**WRITTEN REQUEST:** Reproduce every entry below verbatim, omitting the pictures from your output.

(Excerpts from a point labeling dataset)
◆ ◆ ◆ ◆ ◆
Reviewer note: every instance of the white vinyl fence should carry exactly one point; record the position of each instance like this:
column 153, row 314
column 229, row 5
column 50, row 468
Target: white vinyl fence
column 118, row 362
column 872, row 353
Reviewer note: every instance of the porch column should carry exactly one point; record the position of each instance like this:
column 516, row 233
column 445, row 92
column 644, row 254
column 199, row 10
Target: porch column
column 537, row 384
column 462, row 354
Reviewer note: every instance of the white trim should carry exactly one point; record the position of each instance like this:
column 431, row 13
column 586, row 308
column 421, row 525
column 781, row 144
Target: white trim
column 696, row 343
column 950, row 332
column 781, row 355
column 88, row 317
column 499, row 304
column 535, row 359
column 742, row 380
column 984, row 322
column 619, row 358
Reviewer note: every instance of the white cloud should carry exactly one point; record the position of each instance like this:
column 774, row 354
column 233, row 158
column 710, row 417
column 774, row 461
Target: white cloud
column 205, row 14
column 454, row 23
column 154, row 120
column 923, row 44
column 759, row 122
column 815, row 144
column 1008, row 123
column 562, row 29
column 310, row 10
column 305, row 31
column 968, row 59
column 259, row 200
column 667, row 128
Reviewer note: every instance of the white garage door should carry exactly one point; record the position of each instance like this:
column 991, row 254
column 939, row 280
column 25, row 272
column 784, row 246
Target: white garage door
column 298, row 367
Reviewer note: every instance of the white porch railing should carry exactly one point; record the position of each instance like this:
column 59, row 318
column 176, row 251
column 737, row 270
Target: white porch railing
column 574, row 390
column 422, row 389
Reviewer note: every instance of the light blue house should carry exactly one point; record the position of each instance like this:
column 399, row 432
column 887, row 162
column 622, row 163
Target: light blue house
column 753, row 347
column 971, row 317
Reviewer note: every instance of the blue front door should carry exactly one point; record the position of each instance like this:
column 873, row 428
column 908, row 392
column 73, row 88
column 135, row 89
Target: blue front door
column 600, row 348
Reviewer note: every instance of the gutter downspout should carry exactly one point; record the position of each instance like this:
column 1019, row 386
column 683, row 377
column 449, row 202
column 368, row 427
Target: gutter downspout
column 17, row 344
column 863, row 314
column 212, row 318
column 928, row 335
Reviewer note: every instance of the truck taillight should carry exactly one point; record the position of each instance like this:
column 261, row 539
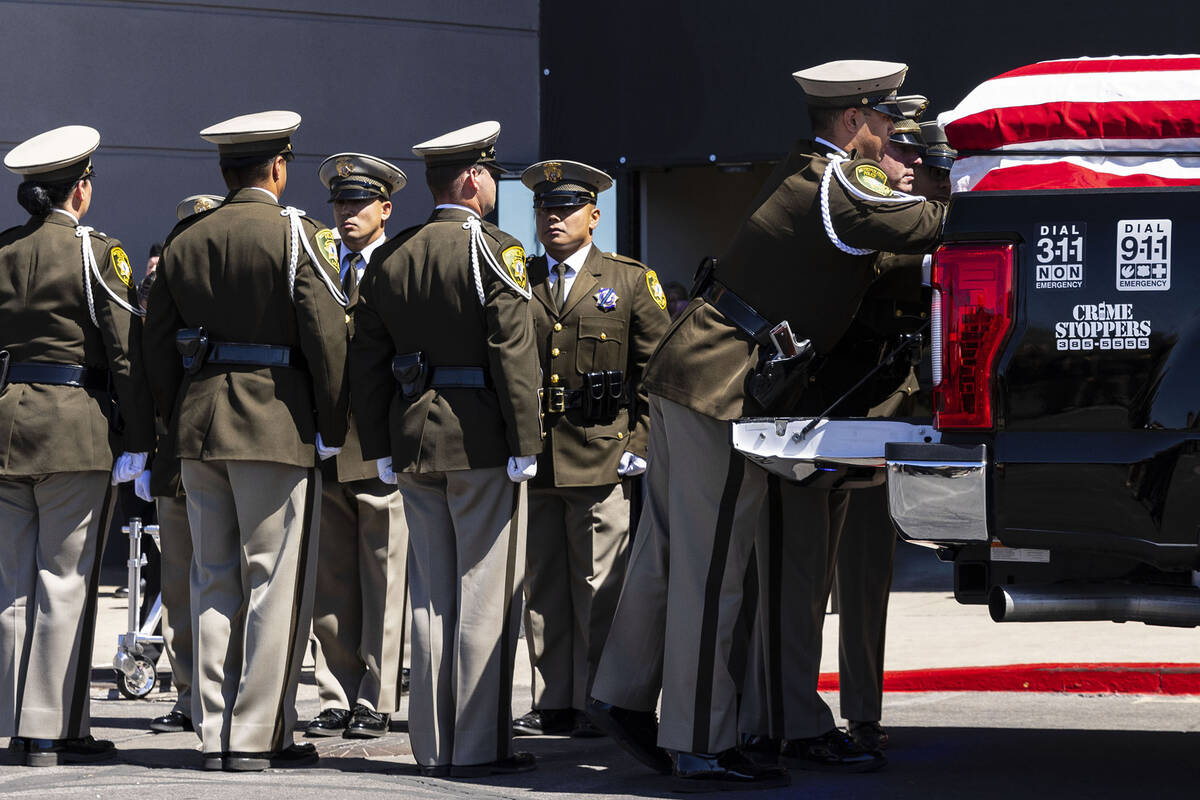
◆ ◆ ◆ ◆ ◆
**OUTPUT FOR THIS EXERCISE:**
Reviewer note: every instance of the white vinyl fence should carry exactly one point; record the position of each instance like this:
column 153, row 314
column 229, row 5
column 50, row 468
Target: white vinyl fence
column 118, row 362
column 872, row 353
Reviewer note: every instance of the porch column should carry exactly one point; record the position of each instance like this:
column 516, row 233
column 445, row 92
column 644, row 254
column 199, row 10
Target: porch column
column 537, row 384
column 462, row 354
Reviewer note: every instance of the white trim should carry exactly one point; record the position of each instance like this:
column 431, row 13
column 586, row 308
column 421, row 525
column 781, row 144
Target: white trim
column 696, row 343
column 950, row 332
column 781, row 355
column 88, row 317
column 499, row 304
column 535, row 359
column 742, row 380
column 984, row 322
column 619, row 358
Reviewer note: every instance of the white cloud should carry exactly one point; record the position of each instance like this:
column 774, row 354
column 233, row 158
column 710, row 417
column 774, row 461
Target: white cloud
column 205, row 14
column 454, row 23
column 154, row 120
column 923, row 44
column 759, row 122
column 815, row 144
column 1008, row 123
column 562, row 29
column 310, row 10
column 305, row 31
column 968, row 59
column 259, row 200
column 667, row 128
Reviewer note: every instance of the white garage door should carry exactly one point; record the position of each instance like this:
column 991, row 254
column 939, row 280
column 25, row 272
column 784, row 246
Target: white garage door
column 298, row 367
Reviewer note: every instance of the white porch railing should carry exactly one point; record the position of each instance like this:
column 59, row 318
column 176, row 251
column 737, row 270
Target: white porch railing
column 574, row 390
column 422, row 389
Reviewer note: every instance of the light blue house should carry exactly one point; record the position of each instance like this:
column 399, row 432
column 887, row 162
column 622, row 163
Target: light blue house
column 753, row 347
column 971, row 317
Reviewer note: every instance of the blue front door should carry exactly one point; record the position of each instance like this:
column 873, row 428
column 908, row 392
column 73, row 88
column 135, row 89
Target: blue front door
column 600, row 348
Reviewer note: every instance of the gutter downspout should carry exactly one point; record the position of each instance like this:
column 1019, row 386
column 683, row 377
column 449, row 202
column 368, row 427
Target: gutter downspout
column 17, row 344
column 863, row 314
column 212, row 318
column 928, row 335
Reviewer note: every instance of the truck taillight should carry exactly one point; record the position of each instance like this:
column 261, row 539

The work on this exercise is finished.